• **Description of the task**:
In the stretch of the listing that opens with the line containing "Locate the tree trunk" and closes with the line containing "xmin=0 ymin=285 xmax=299 ymax=462", swap "low-hanging" for "drooping". Write out only those lines, leaving everything else in them unchanged.

• **Information supplied**:
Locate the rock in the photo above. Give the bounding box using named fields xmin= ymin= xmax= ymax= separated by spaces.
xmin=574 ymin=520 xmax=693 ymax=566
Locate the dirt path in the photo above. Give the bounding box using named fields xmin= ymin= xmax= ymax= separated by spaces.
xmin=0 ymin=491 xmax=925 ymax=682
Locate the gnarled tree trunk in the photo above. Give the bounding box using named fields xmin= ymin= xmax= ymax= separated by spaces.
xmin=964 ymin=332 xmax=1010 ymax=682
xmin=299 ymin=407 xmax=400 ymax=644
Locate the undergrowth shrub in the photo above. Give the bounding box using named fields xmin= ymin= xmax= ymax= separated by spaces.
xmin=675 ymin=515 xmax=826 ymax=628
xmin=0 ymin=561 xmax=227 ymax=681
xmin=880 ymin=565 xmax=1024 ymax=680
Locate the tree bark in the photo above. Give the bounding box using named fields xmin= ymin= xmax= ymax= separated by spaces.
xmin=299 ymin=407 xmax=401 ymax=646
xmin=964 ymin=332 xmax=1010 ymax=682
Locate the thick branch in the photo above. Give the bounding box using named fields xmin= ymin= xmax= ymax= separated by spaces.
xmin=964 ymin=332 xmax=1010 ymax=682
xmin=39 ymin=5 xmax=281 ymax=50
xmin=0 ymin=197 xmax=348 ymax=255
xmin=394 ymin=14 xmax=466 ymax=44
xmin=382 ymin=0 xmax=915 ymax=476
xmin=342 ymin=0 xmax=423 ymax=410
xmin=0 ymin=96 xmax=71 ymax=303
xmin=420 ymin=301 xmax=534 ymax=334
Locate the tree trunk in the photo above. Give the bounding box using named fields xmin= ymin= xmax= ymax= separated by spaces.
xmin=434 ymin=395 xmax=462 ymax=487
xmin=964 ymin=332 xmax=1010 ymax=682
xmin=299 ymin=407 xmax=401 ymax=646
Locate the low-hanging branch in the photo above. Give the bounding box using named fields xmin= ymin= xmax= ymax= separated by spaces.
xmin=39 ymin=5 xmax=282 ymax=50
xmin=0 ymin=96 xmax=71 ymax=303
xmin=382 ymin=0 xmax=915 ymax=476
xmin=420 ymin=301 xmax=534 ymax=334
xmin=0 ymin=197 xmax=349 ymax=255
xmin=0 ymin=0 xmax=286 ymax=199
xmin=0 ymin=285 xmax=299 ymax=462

...

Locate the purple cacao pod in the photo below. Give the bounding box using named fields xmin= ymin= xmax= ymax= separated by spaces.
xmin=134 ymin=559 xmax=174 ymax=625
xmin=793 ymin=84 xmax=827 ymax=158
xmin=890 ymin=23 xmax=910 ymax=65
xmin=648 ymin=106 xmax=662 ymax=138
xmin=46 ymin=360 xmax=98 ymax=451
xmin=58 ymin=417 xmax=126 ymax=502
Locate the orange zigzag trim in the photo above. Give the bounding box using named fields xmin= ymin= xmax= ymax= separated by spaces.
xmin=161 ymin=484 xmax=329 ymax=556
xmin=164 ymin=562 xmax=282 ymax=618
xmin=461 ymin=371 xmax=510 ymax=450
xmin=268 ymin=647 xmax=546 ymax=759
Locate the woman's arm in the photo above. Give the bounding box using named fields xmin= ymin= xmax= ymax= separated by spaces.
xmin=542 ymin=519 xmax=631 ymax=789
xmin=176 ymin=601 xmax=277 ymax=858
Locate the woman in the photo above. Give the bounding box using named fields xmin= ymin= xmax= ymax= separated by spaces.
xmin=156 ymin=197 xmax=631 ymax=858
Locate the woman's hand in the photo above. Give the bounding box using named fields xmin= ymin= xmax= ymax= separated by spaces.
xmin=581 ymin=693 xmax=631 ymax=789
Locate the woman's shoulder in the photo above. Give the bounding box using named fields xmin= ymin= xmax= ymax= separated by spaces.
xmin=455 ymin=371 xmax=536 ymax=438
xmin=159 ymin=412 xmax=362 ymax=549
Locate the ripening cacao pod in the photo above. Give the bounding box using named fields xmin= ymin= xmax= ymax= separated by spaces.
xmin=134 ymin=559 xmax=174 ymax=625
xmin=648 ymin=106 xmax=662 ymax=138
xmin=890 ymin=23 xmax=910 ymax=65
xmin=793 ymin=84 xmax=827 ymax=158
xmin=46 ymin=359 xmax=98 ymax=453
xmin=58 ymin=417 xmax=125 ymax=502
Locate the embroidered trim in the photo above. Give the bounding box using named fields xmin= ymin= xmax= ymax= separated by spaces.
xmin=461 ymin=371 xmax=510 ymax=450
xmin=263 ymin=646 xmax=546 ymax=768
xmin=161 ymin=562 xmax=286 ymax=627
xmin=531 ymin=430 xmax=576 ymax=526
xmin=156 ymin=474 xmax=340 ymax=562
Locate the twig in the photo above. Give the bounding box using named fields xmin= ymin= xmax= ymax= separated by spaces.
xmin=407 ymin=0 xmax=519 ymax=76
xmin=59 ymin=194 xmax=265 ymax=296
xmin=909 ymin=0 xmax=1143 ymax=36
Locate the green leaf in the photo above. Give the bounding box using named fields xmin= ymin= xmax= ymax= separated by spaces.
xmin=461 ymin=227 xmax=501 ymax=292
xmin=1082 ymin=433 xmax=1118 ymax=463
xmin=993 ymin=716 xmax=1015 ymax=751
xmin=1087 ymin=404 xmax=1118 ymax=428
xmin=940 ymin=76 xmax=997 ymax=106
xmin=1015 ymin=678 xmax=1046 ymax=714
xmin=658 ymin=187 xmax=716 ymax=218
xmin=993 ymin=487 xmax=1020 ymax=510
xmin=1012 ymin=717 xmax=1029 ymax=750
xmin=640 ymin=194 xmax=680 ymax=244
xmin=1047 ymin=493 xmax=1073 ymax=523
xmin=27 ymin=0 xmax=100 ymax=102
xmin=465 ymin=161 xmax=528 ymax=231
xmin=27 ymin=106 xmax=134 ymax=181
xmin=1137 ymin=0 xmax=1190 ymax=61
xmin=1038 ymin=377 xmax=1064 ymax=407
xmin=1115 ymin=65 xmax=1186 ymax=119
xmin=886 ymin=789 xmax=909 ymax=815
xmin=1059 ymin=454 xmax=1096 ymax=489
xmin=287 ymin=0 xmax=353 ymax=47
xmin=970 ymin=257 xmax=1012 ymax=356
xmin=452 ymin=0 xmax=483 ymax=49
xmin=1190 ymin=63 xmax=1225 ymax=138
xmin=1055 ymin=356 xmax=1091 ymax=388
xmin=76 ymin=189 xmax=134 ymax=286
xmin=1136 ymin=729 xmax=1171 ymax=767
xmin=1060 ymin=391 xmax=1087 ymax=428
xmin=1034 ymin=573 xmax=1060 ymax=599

• **Task response**:
Locate the tree trunk in the photo above. Give the bounding box using named fields xmin= ymin= xmax= ymax= separated by spaces.
xmin=434 ymin=395 xmax=462 ymax=487
xmin=964 ymin=332 xmax=1010 ymax=682
xmin=299 ymin=407 xmax=401 ymax=646
Locate the drooping branch in the photo above. Give the bounding box using named fields xmin= ymin= xmax= ymax= separated by spaces.
xmin=39 ymin=5 xmax=282 ymax=50
xmin=0 ymin=96 xmax=71 ymax=303
xmin=382 ymin=0 xmax=915 ymax=476
xmin=420 ymin=301 xmax=534 ymax=334
xmin=0 ymin=197 xmax=349 ymax=255
xmin=0 ymin=0 xmax=286 ymax=199
xmin=0 ymin=285 xmax=299 ymax=462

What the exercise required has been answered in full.